▶ Task to carry out:
Each entry is to be reproduced verbatim, and images are to be omitted.

▶ Information shown:
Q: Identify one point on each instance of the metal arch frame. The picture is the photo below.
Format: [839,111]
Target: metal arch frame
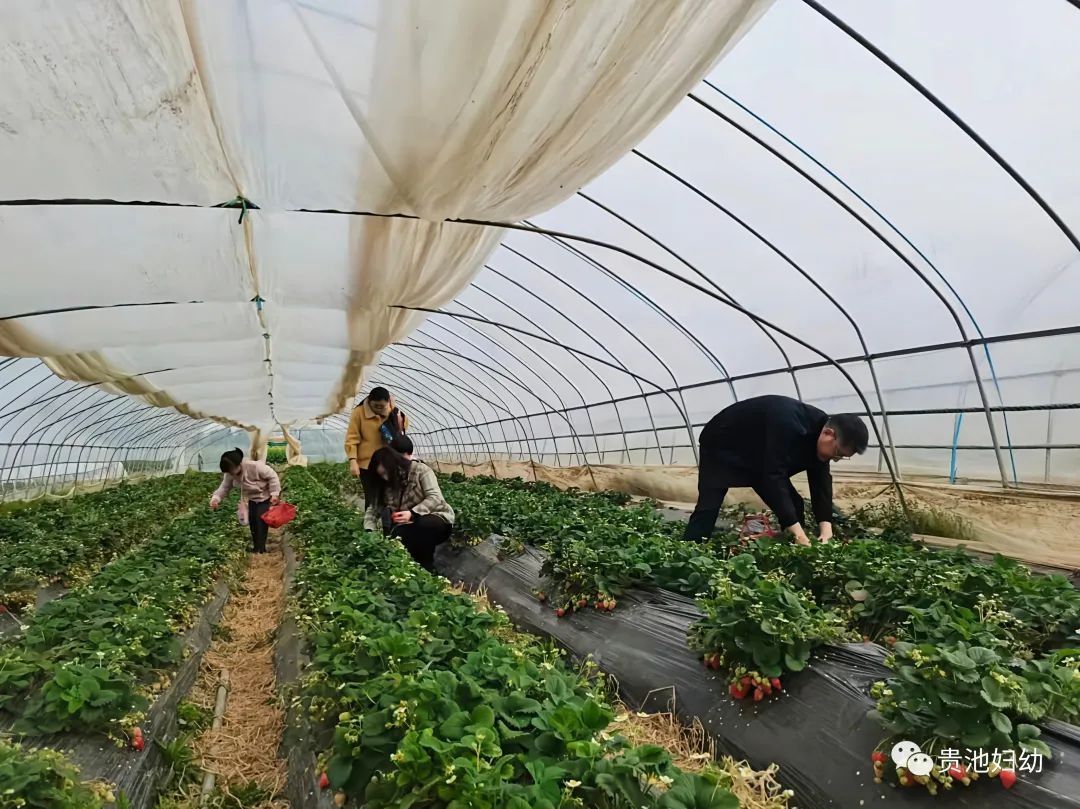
[622,326]
[896,353]
[702,275]
[18,426]
[714,296]
[54,459]
[544,360]
[457,355]
[664,314]
[68,400]
[202,429]
[405,373]
[347,418]
[794,265]
[888,243]
[38,427]
[72,429]
[408,395]
[505,371]
[679,406]
[647,299]
[541,338]
[424,414]
[942,107]
[421,360]
[582,331]
[467,371]
[505,374]
[173,423]
[530,369]
[564,410]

▶ Result of this task:
Q: Identify one point on each instance of the metal arch frame. The picture is the photo below.
Format: [839,111]
Target: metal arch frame
[622,326]
[896,353]
[702,275]
[18,426]
[714,296]
[54,459]
[544,360]
[457,355]
[664,314]
[68,400]
[202,429]
[405,373]
[347,418]
[794,265]
[888,243]
[38,427]
[72,429]
[408,395]
[505,371]
[679,406]
[647,299]
[541,338]
[424,414]
[942,107]
[421,360]
[582,331]
[467,371]
[505,374]
[173,423]
[530,369]
[564,410]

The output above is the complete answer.